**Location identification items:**

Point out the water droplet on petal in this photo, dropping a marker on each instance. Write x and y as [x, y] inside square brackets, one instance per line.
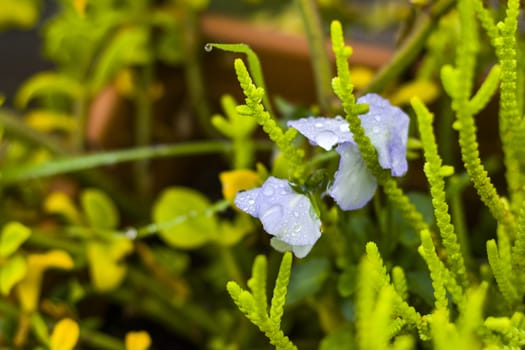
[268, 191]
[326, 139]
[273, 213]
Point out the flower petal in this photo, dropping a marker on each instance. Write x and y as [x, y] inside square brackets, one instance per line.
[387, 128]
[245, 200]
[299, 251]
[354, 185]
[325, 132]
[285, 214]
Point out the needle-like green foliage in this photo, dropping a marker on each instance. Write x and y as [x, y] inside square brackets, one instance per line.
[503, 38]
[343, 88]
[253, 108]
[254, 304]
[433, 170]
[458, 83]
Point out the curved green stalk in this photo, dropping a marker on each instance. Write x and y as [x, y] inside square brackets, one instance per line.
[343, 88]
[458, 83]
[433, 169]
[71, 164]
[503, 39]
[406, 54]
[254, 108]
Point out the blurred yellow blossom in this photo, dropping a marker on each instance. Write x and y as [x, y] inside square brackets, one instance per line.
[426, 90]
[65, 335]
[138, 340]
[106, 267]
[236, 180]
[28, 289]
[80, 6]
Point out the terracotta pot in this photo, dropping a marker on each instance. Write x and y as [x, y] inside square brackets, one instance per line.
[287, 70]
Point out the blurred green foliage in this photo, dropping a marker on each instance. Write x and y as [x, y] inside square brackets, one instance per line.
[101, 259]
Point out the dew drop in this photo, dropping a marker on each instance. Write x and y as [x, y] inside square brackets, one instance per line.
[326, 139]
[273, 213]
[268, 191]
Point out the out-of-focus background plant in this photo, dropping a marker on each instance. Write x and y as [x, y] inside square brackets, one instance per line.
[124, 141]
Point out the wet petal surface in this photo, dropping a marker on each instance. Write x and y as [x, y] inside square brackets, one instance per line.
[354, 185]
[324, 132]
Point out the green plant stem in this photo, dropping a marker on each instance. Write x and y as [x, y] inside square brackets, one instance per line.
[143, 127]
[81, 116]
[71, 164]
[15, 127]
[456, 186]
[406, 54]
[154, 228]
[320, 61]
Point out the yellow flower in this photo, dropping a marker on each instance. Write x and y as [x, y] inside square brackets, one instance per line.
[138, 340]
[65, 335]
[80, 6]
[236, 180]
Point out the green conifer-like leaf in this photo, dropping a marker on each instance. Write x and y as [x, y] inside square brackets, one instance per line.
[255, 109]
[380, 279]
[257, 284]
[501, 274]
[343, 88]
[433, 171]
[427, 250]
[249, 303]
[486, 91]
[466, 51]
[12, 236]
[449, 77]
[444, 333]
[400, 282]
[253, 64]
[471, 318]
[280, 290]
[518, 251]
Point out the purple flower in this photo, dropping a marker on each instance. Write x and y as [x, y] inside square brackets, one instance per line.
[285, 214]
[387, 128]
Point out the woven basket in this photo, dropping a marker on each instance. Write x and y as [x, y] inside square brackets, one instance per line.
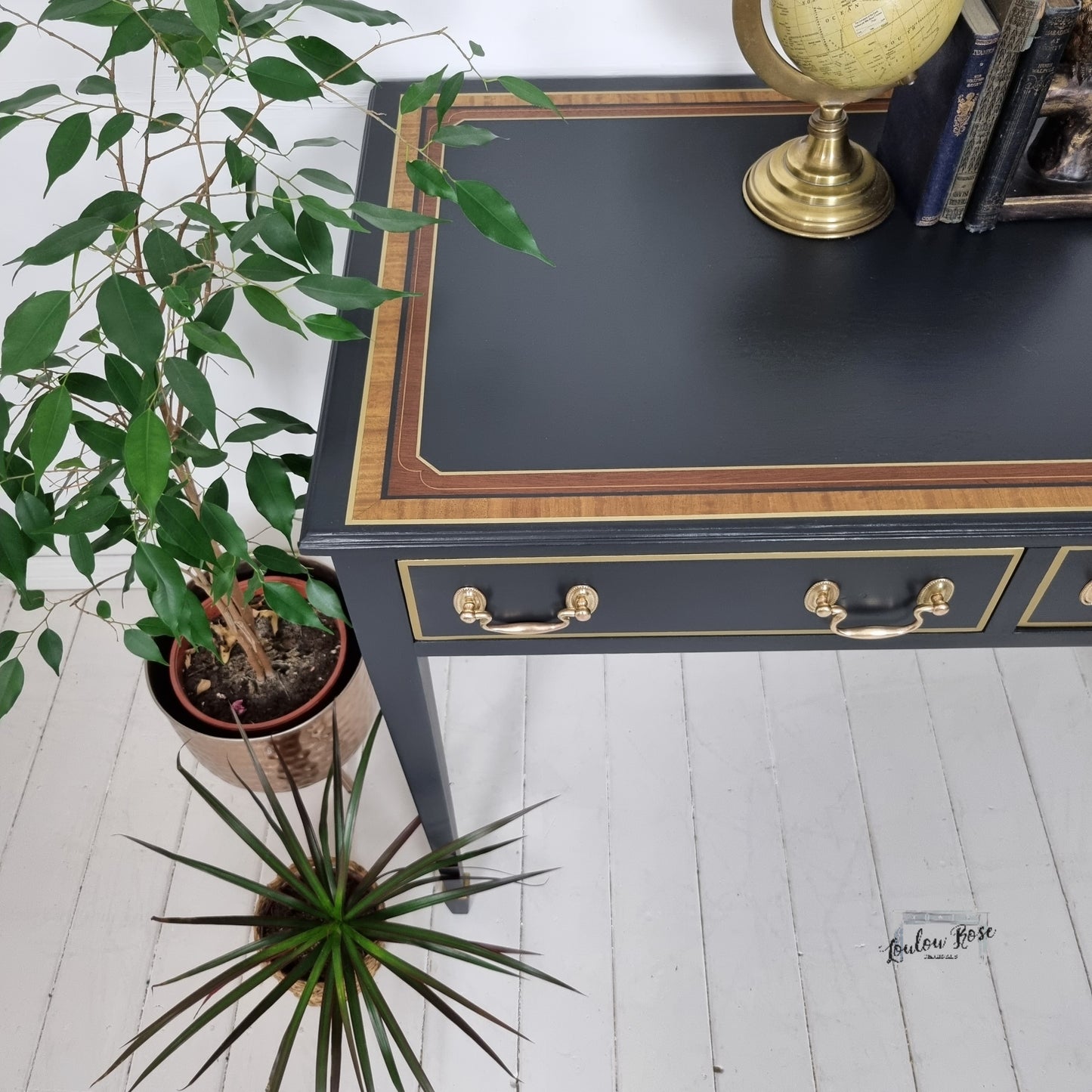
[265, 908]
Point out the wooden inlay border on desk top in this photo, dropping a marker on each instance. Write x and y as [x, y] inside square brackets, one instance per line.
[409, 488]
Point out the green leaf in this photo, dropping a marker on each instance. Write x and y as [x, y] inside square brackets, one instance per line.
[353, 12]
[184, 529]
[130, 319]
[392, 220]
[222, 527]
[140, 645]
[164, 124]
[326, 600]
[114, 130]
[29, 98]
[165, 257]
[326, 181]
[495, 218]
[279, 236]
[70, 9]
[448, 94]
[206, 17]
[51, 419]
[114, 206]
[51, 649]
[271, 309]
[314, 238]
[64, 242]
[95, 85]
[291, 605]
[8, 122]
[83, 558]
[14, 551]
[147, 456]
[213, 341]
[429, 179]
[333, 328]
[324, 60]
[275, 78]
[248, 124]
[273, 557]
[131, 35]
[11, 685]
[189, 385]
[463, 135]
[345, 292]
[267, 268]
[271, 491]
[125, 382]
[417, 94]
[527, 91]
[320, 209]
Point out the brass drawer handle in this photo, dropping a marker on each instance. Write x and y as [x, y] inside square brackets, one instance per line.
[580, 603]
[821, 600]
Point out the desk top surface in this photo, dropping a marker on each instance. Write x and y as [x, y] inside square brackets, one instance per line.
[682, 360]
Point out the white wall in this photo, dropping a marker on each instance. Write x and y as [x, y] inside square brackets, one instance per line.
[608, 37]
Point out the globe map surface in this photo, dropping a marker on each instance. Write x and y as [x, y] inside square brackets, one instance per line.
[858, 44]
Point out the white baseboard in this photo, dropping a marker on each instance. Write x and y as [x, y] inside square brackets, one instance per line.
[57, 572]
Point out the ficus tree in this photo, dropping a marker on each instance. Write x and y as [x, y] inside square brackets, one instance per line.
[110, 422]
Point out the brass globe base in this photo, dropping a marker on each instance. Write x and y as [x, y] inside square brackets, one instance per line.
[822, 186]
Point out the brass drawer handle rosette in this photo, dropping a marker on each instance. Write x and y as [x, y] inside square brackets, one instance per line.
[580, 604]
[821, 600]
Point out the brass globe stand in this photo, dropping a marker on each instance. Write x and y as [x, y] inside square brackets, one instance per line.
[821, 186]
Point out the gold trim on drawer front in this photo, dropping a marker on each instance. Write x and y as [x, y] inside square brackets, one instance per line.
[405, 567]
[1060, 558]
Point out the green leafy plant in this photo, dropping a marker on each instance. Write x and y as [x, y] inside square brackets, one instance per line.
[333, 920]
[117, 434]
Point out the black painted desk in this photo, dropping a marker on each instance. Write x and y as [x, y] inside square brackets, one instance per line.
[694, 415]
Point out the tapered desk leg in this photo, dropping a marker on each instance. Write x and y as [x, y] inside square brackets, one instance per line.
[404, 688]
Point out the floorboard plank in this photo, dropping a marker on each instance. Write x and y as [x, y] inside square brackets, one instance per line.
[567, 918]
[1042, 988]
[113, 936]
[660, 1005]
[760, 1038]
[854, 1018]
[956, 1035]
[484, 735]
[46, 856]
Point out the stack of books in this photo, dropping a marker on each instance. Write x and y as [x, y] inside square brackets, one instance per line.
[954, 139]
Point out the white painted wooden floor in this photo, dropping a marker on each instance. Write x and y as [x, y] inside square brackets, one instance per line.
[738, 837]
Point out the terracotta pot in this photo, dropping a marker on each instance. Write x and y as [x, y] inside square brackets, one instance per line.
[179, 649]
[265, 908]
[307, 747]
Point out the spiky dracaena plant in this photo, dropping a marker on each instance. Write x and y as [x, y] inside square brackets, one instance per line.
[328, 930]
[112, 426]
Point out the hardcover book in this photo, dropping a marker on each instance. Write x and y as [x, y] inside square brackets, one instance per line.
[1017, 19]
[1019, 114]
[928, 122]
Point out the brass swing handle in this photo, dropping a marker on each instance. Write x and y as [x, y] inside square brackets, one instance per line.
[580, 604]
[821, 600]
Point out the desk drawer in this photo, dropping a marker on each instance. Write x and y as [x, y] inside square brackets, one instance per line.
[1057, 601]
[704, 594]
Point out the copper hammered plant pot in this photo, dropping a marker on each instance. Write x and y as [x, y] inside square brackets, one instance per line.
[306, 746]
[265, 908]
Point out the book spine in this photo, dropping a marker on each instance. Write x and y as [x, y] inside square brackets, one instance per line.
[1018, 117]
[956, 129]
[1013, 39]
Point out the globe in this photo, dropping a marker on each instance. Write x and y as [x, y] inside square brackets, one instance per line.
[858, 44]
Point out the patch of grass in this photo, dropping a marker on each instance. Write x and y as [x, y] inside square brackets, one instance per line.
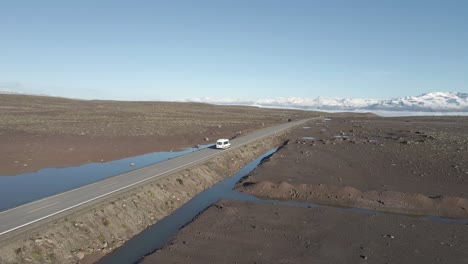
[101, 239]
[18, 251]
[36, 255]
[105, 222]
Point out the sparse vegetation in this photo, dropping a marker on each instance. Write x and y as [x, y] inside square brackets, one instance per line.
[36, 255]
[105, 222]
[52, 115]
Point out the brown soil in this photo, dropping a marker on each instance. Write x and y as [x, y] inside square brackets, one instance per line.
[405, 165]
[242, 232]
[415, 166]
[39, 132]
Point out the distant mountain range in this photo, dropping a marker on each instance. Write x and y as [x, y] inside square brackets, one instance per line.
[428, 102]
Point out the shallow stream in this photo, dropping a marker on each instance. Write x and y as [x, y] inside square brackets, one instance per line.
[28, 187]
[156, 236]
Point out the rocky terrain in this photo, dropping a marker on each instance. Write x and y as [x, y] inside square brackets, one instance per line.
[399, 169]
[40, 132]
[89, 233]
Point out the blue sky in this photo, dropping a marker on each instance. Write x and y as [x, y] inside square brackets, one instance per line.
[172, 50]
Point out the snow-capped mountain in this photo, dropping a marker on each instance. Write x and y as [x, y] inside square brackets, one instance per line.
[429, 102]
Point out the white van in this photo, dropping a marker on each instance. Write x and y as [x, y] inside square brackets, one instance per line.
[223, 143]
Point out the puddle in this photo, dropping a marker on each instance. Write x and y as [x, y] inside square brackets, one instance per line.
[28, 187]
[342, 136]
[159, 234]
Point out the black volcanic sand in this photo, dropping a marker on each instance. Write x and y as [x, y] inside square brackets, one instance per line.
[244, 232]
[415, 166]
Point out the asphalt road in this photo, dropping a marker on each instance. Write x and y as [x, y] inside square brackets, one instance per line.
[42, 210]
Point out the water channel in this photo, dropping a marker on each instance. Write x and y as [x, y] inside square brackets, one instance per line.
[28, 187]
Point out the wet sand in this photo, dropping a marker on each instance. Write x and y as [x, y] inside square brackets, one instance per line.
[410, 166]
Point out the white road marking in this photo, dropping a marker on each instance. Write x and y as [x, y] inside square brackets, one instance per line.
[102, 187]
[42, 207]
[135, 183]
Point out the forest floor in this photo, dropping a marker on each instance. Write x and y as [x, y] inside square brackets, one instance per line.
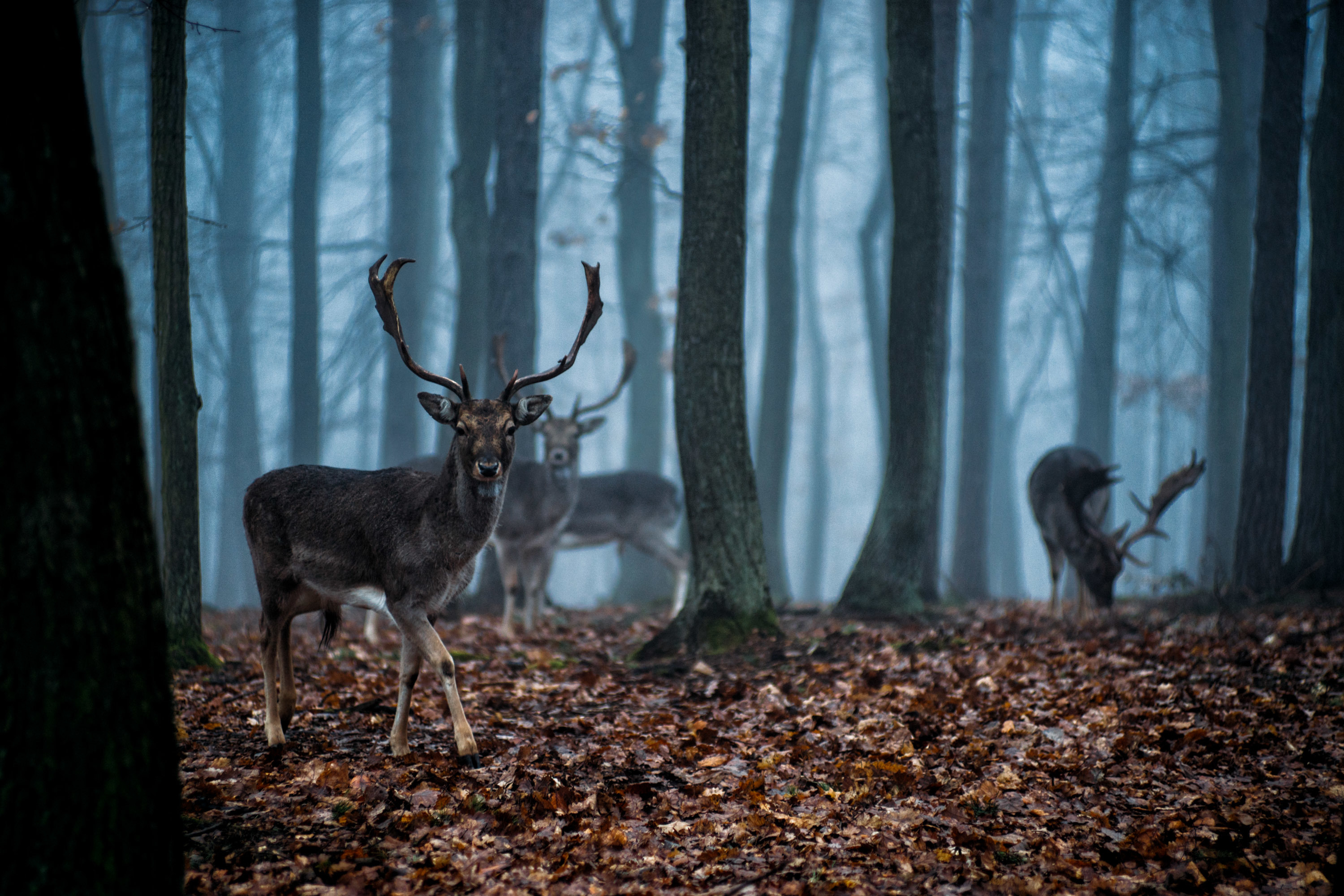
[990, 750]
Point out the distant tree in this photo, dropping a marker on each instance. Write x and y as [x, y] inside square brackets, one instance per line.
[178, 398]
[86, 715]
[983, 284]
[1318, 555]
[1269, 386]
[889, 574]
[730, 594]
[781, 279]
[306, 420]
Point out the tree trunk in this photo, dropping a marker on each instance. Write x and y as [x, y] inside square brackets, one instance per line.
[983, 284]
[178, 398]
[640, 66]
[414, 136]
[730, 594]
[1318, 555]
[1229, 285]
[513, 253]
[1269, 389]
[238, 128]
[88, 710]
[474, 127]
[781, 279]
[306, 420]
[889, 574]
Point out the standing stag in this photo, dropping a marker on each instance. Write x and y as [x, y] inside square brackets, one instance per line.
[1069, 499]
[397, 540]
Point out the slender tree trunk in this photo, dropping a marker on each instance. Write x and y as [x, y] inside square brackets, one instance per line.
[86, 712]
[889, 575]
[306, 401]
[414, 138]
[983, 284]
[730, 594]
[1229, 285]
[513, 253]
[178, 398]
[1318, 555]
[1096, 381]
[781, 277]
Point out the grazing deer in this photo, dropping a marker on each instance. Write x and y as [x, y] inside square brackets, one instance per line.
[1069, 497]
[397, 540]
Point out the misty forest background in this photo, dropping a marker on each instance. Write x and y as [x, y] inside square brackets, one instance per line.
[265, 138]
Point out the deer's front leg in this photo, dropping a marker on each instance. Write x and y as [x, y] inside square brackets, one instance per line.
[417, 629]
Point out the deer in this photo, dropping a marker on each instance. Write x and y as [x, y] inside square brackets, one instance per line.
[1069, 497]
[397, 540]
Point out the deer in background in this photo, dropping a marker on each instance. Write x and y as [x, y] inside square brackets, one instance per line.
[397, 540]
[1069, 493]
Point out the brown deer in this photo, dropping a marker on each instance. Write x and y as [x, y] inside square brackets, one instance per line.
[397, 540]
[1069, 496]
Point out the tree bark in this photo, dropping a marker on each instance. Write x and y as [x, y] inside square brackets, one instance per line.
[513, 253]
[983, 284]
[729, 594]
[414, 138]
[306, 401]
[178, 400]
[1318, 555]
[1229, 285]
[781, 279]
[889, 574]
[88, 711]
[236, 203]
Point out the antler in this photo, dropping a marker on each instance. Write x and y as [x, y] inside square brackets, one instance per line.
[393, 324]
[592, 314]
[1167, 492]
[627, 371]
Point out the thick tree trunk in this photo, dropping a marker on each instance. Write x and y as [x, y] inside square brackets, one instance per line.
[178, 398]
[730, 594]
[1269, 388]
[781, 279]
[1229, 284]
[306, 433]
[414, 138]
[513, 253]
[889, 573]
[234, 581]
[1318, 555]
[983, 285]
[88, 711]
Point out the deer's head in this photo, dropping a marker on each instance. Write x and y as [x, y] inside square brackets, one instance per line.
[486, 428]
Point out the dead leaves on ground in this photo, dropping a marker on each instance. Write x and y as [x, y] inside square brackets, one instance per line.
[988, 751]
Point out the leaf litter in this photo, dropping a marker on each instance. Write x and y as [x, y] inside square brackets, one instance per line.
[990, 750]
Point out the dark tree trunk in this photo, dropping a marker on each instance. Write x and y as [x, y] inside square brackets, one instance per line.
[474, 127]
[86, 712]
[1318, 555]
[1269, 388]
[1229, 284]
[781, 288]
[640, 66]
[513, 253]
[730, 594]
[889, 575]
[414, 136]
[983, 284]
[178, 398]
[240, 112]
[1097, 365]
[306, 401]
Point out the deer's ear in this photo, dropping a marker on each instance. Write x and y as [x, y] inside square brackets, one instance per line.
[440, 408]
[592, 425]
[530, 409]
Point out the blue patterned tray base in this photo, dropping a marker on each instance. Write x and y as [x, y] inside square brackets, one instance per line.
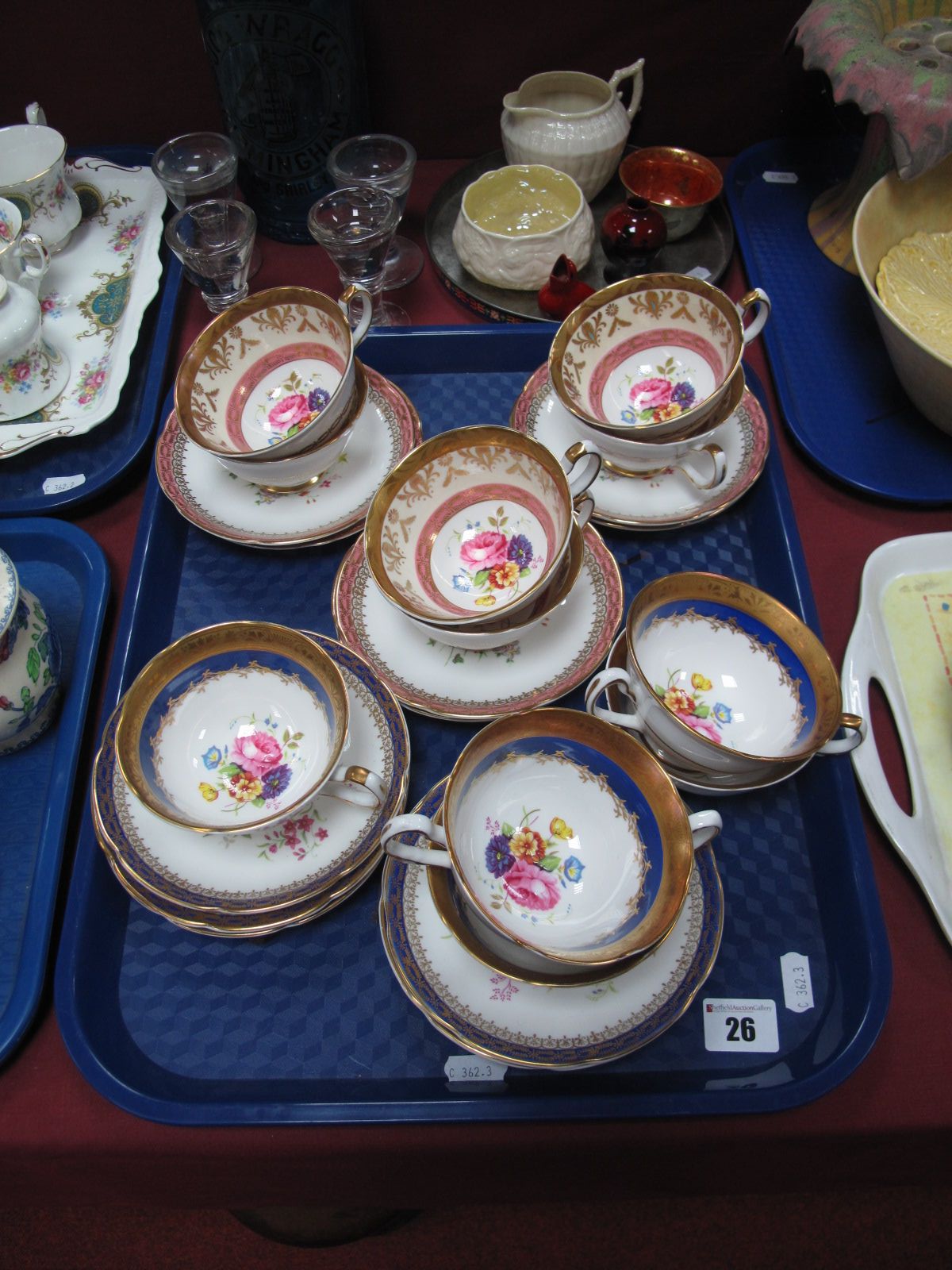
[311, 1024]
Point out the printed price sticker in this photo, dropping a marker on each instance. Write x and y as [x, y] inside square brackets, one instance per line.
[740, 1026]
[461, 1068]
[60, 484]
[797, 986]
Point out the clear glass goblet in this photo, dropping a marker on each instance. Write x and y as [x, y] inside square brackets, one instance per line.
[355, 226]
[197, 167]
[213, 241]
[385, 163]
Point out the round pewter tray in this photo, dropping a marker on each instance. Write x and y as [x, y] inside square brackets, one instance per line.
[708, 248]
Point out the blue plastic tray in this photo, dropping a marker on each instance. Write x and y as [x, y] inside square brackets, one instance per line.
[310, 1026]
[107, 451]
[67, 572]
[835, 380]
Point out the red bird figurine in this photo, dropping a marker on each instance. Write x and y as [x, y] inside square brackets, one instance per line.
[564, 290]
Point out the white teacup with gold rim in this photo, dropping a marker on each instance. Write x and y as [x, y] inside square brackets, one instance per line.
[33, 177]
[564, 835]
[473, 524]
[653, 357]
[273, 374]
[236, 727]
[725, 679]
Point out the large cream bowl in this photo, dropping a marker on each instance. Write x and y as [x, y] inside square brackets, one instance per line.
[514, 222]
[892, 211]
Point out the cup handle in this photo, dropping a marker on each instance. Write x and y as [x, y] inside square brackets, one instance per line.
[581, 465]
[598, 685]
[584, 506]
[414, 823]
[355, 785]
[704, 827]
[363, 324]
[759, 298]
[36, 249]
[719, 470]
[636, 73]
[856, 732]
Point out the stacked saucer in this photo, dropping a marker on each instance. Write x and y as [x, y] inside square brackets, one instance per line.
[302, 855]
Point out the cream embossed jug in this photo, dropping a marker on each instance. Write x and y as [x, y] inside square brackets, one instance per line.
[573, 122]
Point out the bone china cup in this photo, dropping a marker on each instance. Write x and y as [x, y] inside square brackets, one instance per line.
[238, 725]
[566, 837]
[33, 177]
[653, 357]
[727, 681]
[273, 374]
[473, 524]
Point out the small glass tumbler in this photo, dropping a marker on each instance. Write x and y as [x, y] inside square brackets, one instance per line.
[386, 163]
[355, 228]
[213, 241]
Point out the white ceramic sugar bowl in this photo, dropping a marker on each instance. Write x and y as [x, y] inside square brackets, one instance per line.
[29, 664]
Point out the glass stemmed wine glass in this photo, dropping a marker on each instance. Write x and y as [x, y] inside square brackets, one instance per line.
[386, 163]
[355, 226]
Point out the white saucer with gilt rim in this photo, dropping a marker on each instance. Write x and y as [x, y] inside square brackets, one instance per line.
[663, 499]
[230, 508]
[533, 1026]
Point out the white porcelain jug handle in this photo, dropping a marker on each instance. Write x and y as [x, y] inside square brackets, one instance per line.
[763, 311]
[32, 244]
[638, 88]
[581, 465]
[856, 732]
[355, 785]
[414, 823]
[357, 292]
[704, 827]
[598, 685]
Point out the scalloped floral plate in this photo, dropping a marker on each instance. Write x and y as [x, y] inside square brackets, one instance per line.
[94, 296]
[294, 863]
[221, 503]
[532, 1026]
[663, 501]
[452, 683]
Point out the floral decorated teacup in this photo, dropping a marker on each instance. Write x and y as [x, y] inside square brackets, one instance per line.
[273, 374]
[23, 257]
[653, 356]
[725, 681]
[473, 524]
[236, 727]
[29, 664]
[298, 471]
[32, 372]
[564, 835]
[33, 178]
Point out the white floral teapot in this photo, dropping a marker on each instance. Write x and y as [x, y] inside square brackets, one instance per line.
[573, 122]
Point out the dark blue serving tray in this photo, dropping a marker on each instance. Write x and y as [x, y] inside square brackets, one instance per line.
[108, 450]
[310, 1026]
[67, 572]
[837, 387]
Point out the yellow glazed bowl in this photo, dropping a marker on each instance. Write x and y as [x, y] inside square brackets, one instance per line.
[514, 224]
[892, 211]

**What needs to be done:** Give back exactly the lines that run from the line with "Point out the white floral" through the close of the material, counting both ends, and nothing more.

**Response for this exercise:**
Point out the white floral teapot in this photo, dropping a marker on each instance. Write x and y as [x, y] inside square brackets, one instance per line.
[573, 122]
Point out the dark blue serving tray in this photo, dropping a marker on each instance. Write x and y as [x, y] inside square brackets, one instance per line.
[108, 450]
[310, 1026]
[67, 572]
[837, 387]
Point out the yellow glazed bowl in this photo, dropping a marker on each instance. Write x and y as [x, y] inside square brackets, one instance per line.
[514, 224]
[892, 211]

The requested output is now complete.